Exercise text
• • • •

There is nothing like a drab hotel restaurant. It can be a most depressing sight. And smell. That tired, humid, warm-food-that-went-cold-at-the-train-station-buffet-type smell. Tatty chairs, tattier curtains and not much of a view other than the noisy food delivery bay.
Desolate, inevitably empty other than the sad guy reading an old newspaper, awaiting his culinary execution in the form of solid scrambled eggs or cold cuts. And that is at breakfast rush hour. Dinner? Well, the Gobi can seem more hospitable and crowded and with a better chance at healthy or tasty protein consumption.
But that was then and The Grill at The Dorchester is now. There has been a trend, a momentum even, perhaps as much as a momentous shift in the revamping, revolutionising of hotels’ own restaurants (as opposed to the big-name chefs who are brought in), more often than not known as the Grill at Some Grand Palace Hotel.
These invaluable assets have been left to gather dust for far too long and finally hotel owners have realised that those big old rooms are wasted as are. And finally in their slow-on-the-uptake way they have given up on trying to house gimmicky food adventures or spas or more shops nobody buys anything in.

• • • •

What needs to be done
Answer from the hotel restaurant text:
1. Apart from the noisy food delivery bay, what kind of view does the drab restaurant have?
2. What is the sad guy reading?
3. What have hotel owners given up trying to house in the big old rooms?
The material that follows has nothing to do with this text.

Data segment
• • • •

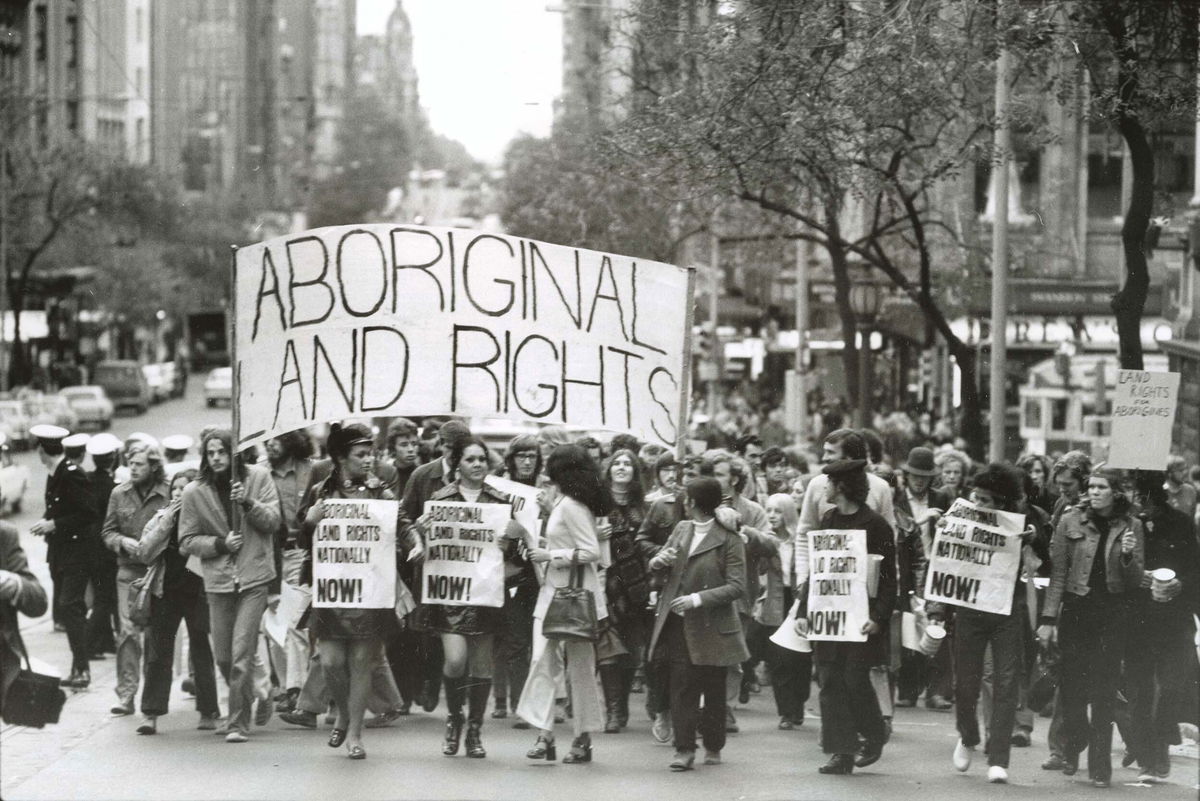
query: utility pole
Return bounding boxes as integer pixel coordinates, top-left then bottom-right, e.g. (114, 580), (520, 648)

• • • •

Your solution
1. Not much of a view.
2. An old newspaper.
3. Gimmicky food adventures, spas, and more shops nobody buys anything in.